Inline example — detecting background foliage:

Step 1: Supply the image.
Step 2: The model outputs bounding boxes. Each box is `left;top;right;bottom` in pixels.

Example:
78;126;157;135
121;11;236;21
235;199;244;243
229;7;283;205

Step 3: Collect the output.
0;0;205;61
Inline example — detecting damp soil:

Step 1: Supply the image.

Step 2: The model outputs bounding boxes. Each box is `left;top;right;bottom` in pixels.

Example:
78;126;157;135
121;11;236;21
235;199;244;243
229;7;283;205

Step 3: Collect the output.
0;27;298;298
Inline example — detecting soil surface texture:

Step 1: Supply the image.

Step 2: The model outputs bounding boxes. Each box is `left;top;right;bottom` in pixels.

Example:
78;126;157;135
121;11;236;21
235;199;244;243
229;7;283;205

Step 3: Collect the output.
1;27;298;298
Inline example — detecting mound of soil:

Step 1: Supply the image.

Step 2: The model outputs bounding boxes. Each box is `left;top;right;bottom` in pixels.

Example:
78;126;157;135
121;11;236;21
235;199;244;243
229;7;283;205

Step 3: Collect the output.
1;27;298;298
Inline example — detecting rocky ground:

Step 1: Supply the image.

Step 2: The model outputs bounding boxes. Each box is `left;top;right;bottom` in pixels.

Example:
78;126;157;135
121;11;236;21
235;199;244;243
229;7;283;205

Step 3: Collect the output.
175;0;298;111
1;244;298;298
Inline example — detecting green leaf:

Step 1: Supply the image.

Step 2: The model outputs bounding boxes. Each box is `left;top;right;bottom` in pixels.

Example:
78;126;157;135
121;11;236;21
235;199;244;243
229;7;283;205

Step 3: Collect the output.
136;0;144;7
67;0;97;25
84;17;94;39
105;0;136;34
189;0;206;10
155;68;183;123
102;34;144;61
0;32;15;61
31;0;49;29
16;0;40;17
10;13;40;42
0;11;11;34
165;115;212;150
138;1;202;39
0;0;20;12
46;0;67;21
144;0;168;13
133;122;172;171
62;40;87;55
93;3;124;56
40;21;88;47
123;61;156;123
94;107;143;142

WHAT YOU SHOULD DO:
Without omitting anything, reproduce the whole of the data.

RESPONSE FOR THIS EXERCISE:
Inline example — detecting background foliage:

Step 1: Supply the image.
Step 2: The model outputs bounding boxes. Each box is `left;top;right;bottom` in pixels.

Example:
78;126;157;135
121;11;236;21
235;199;244;243
229;7;283;205

Step 3: Collect the output.
0;0;205;61
Inline example — detecting damp soil:

Step 1: Supply the image.

Step 2: The model outputs bounding boxes. Each box is `left;top;right;bottom` in pixels.

Example:
78;126;157;135
121;11;236;21
235;199;244;243
229;7;283;205

Step 3: Collect the output.
0;27;298;298
Inline example — detecting soil surface texture:

Step 1: Supply the image.

Step 2: The model outputs bounding boxes. Each box is `left;top;right;bottom` in pixels.

Example:
78;126;157;135
121;11;236;21
235;199;244;243
229;7;283;205

Step 3: Collect the output.
1;27;298;298
Inline example — detecting mound of soil:

Step 1: Supply the image.

Step 2: The model outputs bounding boxes. Each box is `left;top;right;bottom` in pixels.

Example:
78;126;157;135
121;11;236;21
235;199;244;243
229;7;283;205

Step 3: Collect the output.
1;27;298;298
Inline example — detecting rocky ground:

Step 1: Supply the image.

Step 2: The model outputs bounding boxes. Each box is `left;top;right;bottom` in pixels.

Example:
78;126;157;135
121;11;236;21
235;199;244;243
229;7;283;205

Step 3: Collect the output.
175;0;298;111
1;244;298;298
Inline example — detecting green leaf:

Step 1: Supply the image.

Step 2: The model outputs bounding boxes. Each box is `left;top;right;bottom` in pixels.

Example:
78;126;157;135
121;11;236;21
235;199;244;243
229;7;283;205

Step 3: Collect the output.
136;0;144;7
67;0;97;25
84;17;94;39
105;0;136;34
189;0;206;10
155;68;183;123
102;34;144;61
0;32;15;61
31;0;49;29
16;0;40;17
10;13;40;42
0;11;11;34
165;115;212;150
138;1;202;39
0;0;20;12
46;0;67;21
144;0;168;13
133;122;172;171
62;40;87;55
93;3;124;56
40;21;88;47
123;61;156;123
94;107;143;142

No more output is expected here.